WHAT IS ASKED —
Rewrite all the lines below so that "Show me" replaces each "Prove it", with nothing else altered. Leave the pictures out.
:::
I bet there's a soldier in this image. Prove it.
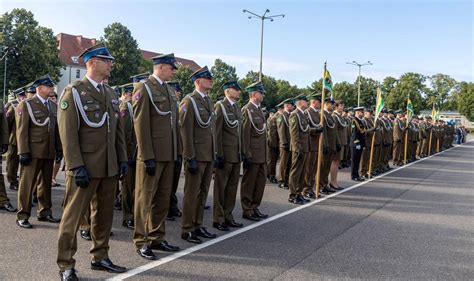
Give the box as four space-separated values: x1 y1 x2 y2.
351 107 366 181
288 95 316 205
303 93 323 199
16 75 62 228
133 54 180 260
277 99 293 189
0 93 15 212
179 66 217 244
319 97 342 194
240 81 268 221
5 87 26 190
119 83 137 229
57 44 128 280
267 107 283 183
212 81 242 231
331 100 349 188
166 81 183 221
393 110 406 166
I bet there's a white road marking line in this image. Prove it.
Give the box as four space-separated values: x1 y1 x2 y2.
107 140 473 281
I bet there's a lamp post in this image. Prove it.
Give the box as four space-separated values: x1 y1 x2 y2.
346 60 372 106
243 9 285 81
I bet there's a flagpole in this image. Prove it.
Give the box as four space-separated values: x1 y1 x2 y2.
316 62 326 197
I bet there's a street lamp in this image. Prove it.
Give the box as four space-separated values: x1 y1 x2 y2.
346 60 372 106
243 9 285 81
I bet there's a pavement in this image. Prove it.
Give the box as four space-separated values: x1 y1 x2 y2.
0 142 474 280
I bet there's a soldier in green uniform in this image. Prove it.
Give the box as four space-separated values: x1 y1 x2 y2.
267 106 283 183
240 81 268 221
277 99 294 189
303 93 323 199
319 97 342 194
288 95 316 205
119 83 137 229
16 75 62 228
179 66 217 244
0 93 15 212
166 81 183 221
5 87 26 190
213 81 242 231
133 54 180 260
57 44 128 280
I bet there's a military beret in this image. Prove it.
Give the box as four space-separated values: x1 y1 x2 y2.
79 43 115 62
33 74 54 88
222 80 242 91
189 66 212 81
130 72 150 83
166 81 183 92
13 87 26 96
118 83 133 94
151 54 178 69
245 81 266 94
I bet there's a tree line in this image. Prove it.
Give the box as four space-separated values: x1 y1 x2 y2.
0 9 474 120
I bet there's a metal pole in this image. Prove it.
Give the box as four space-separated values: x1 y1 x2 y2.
259 17 265 81
357 65 362 107
3 57 8 101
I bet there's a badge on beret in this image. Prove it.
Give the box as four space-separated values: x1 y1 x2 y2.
133 92 142 100
61 101 69 110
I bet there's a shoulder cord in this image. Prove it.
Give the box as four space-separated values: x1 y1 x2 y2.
308 107 321 128
247 107 267 135
25 101 49 131
217 101 239 129
71 87 110 132
187 95 212 129
296 113 309 133
333 113 347 127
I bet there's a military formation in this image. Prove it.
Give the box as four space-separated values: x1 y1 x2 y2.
0 44 457 280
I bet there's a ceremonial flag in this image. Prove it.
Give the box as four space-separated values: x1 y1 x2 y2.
323 68 334 100
407 99 413 123
374 88 385 122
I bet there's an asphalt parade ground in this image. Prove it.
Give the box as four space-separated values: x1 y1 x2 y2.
0 142 474 280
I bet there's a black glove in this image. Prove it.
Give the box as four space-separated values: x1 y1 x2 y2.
128 160 137 168
296 152 303 161
119 161 128 180
244 157 252 169
188 158 198 175
144 159 156 176
20 153 31 166
72 166 91 188
54 150 64 164
174 155 183 170
323 145 329 155
216 156 225 169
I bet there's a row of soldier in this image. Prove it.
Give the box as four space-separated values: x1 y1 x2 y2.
2 44 458 280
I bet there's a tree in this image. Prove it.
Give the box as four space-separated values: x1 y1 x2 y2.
173 65 194 97
209 59 238 101
101 22 142 85
385 72 428 112
426 73 457 110
456 82 474 122
0 9 62 94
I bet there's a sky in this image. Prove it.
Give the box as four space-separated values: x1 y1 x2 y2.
0 0 474 87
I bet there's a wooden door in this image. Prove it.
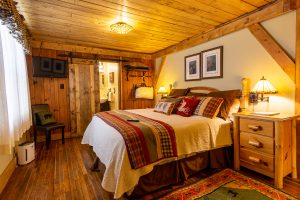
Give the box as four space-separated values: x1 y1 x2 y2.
69 64 100 136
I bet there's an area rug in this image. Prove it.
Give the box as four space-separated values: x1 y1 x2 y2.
159 169 296 200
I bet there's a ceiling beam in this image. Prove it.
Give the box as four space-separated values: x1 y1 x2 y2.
153 0 298 58
248 24 296 82
31 40 152 60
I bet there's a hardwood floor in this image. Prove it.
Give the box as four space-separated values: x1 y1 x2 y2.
0 138 300 200
0 138 111 200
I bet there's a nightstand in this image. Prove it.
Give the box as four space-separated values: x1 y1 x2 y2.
233 112 299 188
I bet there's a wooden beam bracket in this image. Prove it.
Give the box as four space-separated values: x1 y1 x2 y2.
248 24 296 82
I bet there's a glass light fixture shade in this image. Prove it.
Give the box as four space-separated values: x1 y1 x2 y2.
157 86 168 94
251 77 278 94
110 21 133 34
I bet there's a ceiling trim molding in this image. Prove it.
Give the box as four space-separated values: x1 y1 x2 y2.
152 0 298 58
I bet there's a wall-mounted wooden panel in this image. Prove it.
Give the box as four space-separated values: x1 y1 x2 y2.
27 49 70 139
27 48 153 140
16 0 276 53
121 58 154 109
69 64 100 136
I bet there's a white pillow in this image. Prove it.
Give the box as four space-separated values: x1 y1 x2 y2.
154 101 176 115
135 87 153 99
228 99 241 119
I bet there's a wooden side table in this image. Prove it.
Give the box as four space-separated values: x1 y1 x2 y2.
234 112 299 188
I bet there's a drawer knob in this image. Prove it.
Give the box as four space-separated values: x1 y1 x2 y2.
248 124 262 131
248 140 262 148
249 156 260 163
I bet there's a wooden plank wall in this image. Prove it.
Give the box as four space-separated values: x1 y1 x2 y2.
27 49 70 140
27 48 154 140
121 58 154 109
69 64 100 136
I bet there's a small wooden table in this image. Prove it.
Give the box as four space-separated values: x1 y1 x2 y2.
233 112 299 188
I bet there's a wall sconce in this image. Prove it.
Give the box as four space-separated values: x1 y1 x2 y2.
157 86 168 97
250 77 278 103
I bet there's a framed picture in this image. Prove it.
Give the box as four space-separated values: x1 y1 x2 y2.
41 58 52 72
201 46 223 79
52 59 66 74
109 72 114 83
184 54 201 81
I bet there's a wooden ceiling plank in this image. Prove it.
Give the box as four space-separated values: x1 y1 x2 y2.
:::
FINISHED EXERCISE —
I bet there's a soldier in this image. Show me.
Give the box as four space-separated values: x1 y1 x2 y2.
351 107 366 181
288 95 316 205
303 93 323 199
16 75 62 228
133 54 180 260
277 99 293 189
0 93 15 212
179 66 217 244
319 97 342 194
240 81 268 221
5 87 26 190
119 83 137 229
57 44 128 280
267 107 283 183
212 81 242 231
331 100 349 188
166 81 183 221
393 110 406 166
I bet there's a white road marking line in this image. Show me.
Give the box as four space-separated values: x1 y1 x2 y2.
107 140 473 281
I bet there's a lamp post in this image. Show me.
Give the box as four space-separated values: x1 y1 x2 y2.
346 60 372 106
243 9 285 81
I bet there's a flagpole in this image. Show me.
Give the box as four space-separated values: x1 y1 x2 y2.
316 62 326 197
I bet there's a street lamp in this image. Show me.
Give the box as four space-separated values: x1 y1 x2 y2.
346 60 372 106
243 9 285 81
I bet there's a pavement in this image. Show me.
Give the box as four space-separated values: x1 y1 x2 y2.
0 142 474 280
I bet there's a soldier in green uniform in this image. Show me.
Give the box as four space-separated values: x1 y1 x2 y2.
267 106 283 183
240 81 268 221
277 99 294 189
303 93 323 199
319 97 342 194
288 95 316 205
119 83 137 229
16 75 62 228
179 66 217 244
0 93 15 212
166 81 183 221
5 87 26 190
213 81 242 231
133 54 180 260
57 44 128 280
I bet there's a military beret in this image. Show me.
Give the box as four space-separated values: x1 y1 x2 y2.
79 43 115 62
33 74 54 88
222 80 242 91
189 66 212 81
130 72 150 83
166 81 183 92
13 87 26 96
118 83 133 94
151 54 178 69
245 81 266 94
I bet there's a tree line in this image. Show me.
Give the box as four space-separated values: x1 y1 x2 y2.
0 9 474 120
I bet there's a metal pole in this image. Show me.
Give the box as four space-separated values: x1 y1 x2 y2.
259 17 265 81
357 65 362 107
3 57 8 101
I bet there's a badge on beret in this image. Show me.
Give the box as four space-separated values: x1 y1 x2 y2.
133 92 142 100
61 101 69 110
I bet there's a shoulder cord in this image. Show me.
Give the box as four space-separated values: x1 y1 x2 y2.
308 107 321 128
247 107 267 135
25 101 49 131
217 101 239 129
71 87 110 132
187 95 212 129
296 113 309 133
333 113 347 127
I bet there's a military formation in this image. Show me.
Give the box as four space-separated values: x1 y1 x2 y2.
0 44 457 280
I bet there's a ceremonial flag in this image. Show me.
Give the box as four space-separated values: x1 y1 x2 y2.
323 68 334 100
407 99 413 123
374 88 385 122
I bet there's an asphalt parade ground in this image. Show me.
Give the box as four space-separated values: x1 y1 x2 y2.
0 142 474 280
I bet there's a black glove in this image. Show me.
Give the box as four space-separated values: x1 y1 x2 y2.
128 160 137 168
296 152 303 161
119 161 128 180
244 157 252 169
188 158 198 175
144 159 156 176
20 153 31 166
72 166 91 188
54 150 64 164
174 155 183 170
323 145 329 155
216 156 225 169
I bet there's a row of soldier in this image. Show me.
Give the box as four space-separated values: x1 y1 x2 y2.
2 44 458 280
I bet there's a tree in this image. Show me.
Give the box as four space-separated values: x1 y1 x2 y2.
173 65 194 97
209 59 238 101
101 22 142 85
385 72 428 112
426 73 457 110
456 82 474 122
0 9 62 94
I bet there's a sky in this image. Show me.
Give the box as four space-separated values: x1 y1 x2 y2.
0 0 474 87
I bet there's a wooden door in this image. Show me.
Give the box as four space-separated values: x1 y1 x2 y2.
69 64 100 136
I bet there's an area rug in this image. Show me.
Give the box as four space-separated values: x1 y1 x2 y2.
159 169 296 200
I bet there's a ceiling beam in this image. Show me.
Give the box as four space-separated values: x1 y1 x2 y2.
153 0 298 58
248 24 296 82
31 40 152 60
I bet there's a hardwood floor in this image. Show me.
Give the box as four space-separated values: x1 y1 x2 y2.
0 138 300 200
0 138 111 200
I bet there's a nightstand in this image. Show me.
Give the box as four space-separated values: x1 y1 x2 y2.
233 112 299 188
I bet there's a wooden beam bracket in this image. Show me.
Give the box as four space-separated values: x1 y1 x2 y2.
248 24 296 82
I bet there's a glass light fixture shade in this image. Show me.
Give the box as four space-separated values: x1 y1 x2 y2.
157 86 168 94
251 77 278 94
110 21 133 34
I bet there's a ceiling trim molding in this image. Show me.
Give the box as four space-separated values: x1 y1 x2 y2.
152 0 298 58
I bet there's a wall-mounted wooden panel in this image. Show me.
Give the box as four space-separated values: x1 y1 x2 y2.
27 49 70 139
27 48 153 140
16 0 276 53
121 58 154 109
69 64 100 136
I bet there's a white pillow in this image. Show me.
Give the box as four space-separated values: x1 y1 x2 y2.
154 101 176 115
135 87 153 99
228 99 241 119
I bet there's a wooden side table in this image. Show me.
Give the box as four space-separated values: x1 y1 x2 y2.
234 112 299 188
I bet there's a drawer knob in this image. Show me.
Give the box as four space-separated values: x1 y1 x2 y2.
248 124 262 131
248 140 262 148
249 156 260 163
I bet there's a wooden plank wall in this image. Show me.
Give the box as four space-separated values: x1 y1 x2 y2.
27 49 70 140
27 48 154 140
121 58 154 109
69 64 100 136
I bet there's a small wooden table in this image. Show me.
Give the box as four space-separated values: x1 y1 x2 y2.
233 112 299 188
I bet there's a wall sconce in this image. Show me.
Give the box as four space-separated values: x1 y1 x2 y2.
157 86 168 97
250 77 278 103
I bet there's a framed picture in this image. Show me.
Give the box as four space-separated values: x1 y1 x2 y2.
41 58 52 72
201 46 223 79
52 59 66 74
109 72 114 83
184 54 201 81
I bet there's a wooden ceiling plank in this image. Show me.
Give the box as four space-separated values: x1 y1 x2 y2.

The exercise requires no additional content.